- Source document

=== Begin Enclosure ===

Immediate Actions the new Administration Should Take to Improve End-of-life Care and Planning

Over the past several decades we’ve made remarkable advances in medical treatments and preventive care for serious and terminal diseases. As a result, people are living longer, often with a better quality of life. However, when it comes to how we die, our public policies have not kept pace, and consequently, the end of one’s life is often riddled with far too much unnecessary suffering. 

The COVID-19 pandemic has shed light on the inadequacies in our nation’s end-of-life care policies. For example, a lack of awareness and attention placed on advance care planning leaves doctors and loved ones to make uninformed, agonizing life-altering decisions. People with terminal illnesses are spending precious time at endless doctor’s appointments for care that could be effectively delivered remotely. A lack of truly informed decision making is often resulting in endless treatments that unintentionally and unknowingly rob people of meaningful quality of life.

And the worst part: these treatments have little to no impact on how long one lives. Inadequacies in our healthcare system are even more pronounced among racially and ethnically diverse communities, and must be addressed. 

As the new Administration charges forth in its first 100 days, we offer three critical ways it can immediately, positively impact end-of-life care for all populations, particularly those that are medically vulnerable:  

Support legislation that makes permanent key healthcare provisions from the ‘‘Coronavirus Aid, Relief, and Economic Security Act’’  or “CARES Act” (H.R. 748).

=== End Enclosure ===

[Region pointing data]
=== Begin Enclosure ===

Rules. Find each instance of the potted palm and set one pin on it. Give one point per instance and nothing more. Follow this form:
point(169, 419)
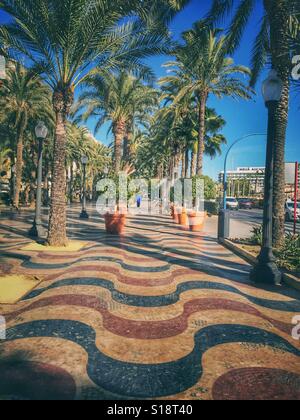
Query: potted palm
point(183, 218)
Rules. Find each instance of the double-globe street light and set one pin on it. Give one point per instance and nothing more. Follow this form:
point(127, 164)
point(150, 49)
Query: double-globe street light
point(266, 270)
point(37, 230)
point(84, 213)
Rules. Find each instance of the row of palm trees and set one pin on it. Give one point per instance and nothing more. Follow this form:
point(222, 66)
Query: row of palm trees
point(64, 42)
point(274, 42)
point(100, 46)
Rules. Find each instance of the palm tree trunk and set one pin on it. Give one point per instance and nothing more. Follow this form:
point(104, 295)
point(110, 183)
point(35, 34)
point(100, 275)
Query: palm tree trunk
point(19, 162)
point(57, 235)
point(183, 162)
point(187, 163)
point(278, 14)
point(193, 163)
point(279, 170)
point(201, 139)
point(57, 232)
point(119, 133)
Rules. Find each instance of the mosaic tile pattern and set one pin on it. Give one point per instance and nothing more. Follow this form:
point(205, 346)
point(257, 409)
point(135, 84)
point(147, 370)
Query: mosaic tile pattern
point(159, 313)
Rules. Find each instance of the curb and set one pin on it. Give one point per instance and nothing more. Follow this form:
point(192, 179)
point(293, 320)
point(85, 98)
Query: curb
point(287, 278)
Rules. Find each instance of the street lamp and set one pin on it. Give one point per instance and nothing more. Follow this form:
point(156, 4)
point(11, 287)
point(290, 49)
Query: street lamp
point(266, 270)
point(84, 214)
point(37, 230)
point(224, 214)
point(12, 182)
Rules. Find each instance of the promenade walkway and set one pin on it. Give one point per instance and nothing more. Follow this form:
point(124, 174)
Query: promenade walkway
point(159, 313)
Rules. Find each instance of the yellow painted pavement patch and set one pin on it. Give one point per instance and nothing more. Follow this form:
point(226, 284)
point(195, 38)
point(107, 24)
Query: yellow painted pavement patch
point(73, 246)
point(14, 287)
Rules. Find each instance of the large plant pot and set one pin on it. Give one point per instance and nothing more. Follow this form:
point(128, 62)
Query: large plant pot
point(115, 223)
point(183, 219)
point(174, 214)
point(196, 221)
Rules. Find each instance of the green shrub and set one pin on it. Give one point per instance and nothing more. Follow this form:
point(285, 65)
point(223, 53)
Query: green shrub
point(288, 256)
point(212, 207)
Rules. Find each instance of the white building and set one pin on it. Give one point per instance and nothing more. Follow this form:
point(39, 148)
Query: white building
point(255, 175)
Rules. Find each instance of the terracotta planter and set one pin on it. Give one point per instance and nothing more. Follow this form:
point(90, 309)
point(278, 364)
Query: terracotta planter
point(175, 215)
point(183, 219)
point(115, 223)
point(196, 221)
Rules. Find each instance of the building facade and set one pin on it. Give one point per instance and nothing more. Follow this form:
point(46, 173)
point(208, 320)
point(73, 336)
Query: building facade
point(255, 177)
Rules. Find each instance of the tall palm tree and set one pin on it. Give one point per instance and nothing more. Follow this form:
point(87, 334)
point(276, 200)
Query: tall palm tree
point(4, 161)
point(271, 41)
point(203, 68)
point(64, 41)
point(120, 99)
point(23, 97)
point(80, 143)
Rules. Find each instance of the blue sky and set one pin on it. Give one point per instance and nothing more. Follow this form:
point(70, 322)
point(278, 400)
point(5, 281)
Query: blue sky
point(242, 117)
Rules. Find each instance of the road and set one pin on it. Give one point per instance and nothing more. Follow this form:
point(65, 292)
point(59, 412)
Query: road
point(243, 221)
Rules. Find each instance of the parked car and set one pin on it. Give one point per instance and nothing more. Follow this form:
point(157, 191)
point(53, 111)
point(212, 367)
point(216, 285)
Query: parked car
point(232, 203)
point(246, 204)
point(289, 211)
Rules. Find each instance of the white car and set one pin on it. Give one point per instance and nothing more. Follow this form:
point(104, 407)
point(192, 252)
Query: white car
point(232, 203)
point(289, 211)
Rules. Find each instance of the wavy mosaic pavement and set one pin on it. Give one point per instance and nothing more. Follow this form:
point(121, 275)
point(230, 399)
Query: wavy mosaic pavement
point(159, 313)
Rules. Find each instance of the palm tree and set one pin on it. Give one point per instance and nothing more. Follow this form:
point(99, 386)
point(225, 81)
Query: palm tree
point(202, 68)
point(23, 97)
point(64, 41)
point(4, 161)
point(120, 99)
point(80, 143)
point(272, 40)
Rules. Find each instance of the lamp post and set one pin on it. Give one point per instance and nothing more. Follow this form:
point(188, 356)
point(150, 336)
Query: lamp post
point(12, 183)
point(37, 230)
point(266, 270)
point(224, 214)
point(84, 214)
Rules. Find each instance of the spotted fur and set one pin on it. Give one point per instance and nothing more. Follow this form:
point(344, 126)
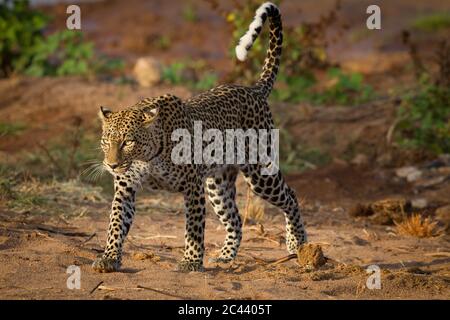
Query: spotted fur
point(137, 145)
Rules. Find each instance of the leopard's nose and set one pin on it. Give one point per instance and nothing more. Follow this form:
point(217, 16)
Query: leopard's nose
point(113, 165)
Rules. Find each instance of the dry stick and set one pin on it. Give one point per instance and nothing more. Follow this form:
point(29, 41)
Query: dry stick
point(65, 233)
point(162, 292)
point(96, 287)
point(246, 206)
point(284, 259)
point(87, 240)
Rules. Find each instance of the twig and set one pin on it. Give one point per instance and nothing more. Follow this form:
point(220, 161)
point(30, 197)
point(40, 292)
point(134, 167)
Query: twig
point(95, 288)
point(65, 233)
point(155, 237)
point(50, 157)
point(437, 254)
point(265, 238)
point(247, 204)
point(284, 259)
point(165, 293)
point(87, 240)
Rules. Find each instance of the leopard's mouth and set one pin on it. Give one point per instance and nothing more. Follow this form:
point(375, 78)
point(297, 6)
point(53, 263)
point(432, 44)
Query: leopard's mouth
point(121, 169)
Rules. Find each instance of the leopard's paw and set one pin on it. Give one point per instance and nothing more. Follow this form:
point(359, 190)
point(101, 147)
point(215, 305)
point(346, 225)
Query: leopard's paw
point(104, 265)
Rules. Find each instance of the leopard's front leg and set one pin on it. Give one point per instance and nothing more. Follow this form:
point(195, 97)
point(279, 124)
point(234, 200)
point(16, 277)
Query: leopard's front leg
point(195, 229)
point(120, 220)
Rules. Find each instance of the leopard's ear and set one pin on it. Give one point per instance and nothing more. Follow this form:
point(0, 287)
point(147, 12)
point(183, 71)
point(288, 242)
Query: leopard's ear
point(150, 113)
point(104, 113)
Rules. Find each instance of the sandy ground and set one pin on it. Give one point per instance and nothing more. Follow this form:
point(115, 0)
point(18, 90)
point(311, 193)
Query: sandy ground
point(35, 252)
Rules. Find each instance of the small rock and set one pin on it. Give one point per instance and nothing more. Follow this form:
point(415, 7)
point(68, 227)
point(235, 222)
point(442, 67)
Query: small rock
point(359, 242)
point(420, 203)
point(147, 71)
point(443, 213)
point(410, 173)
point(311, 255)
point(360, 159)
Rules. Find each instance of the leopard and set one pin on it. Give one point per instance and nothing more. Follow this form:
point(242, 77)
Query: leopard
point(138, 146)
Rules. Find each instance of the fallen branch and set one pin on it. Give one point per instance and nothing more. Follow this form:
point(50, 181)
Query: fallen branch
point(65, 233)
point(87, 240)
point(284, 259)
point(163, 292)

=== End Enclosure ===

- Work task 1
Answer these questions from the end-of-life care text above:
(a) What has the COVID-19 pandemic shed light on?
(b) Among which communities are healthcare inadequacies said to be even more pronounced?
(c) What bill number is given for the CARES Act?
- Work task 2
From the end-of-life care text, please write out the part that opens with the words containing "And the worst" and closes with "must be addressed.".
- Work task 3
The end-of-life care text says a lack of attention to advance care planning leaves doctors and loved ones to make certain decisions. List every word it uses to describe those decisions.

- Written reply 1
(a) The inadequacies in the nation's end-of-life care policies.
(b) Racially and ethnically diverse communities.
(c) H.R. 748.

- Written reply 2
And the worst part: these treatments have little to no impact on how long one lives. Inadequacies in our healthcare system are even more pronounced among racially and ethnically diverse communities, and must be addressed.

- Written reply 3
uninformed
agonizing
life-altering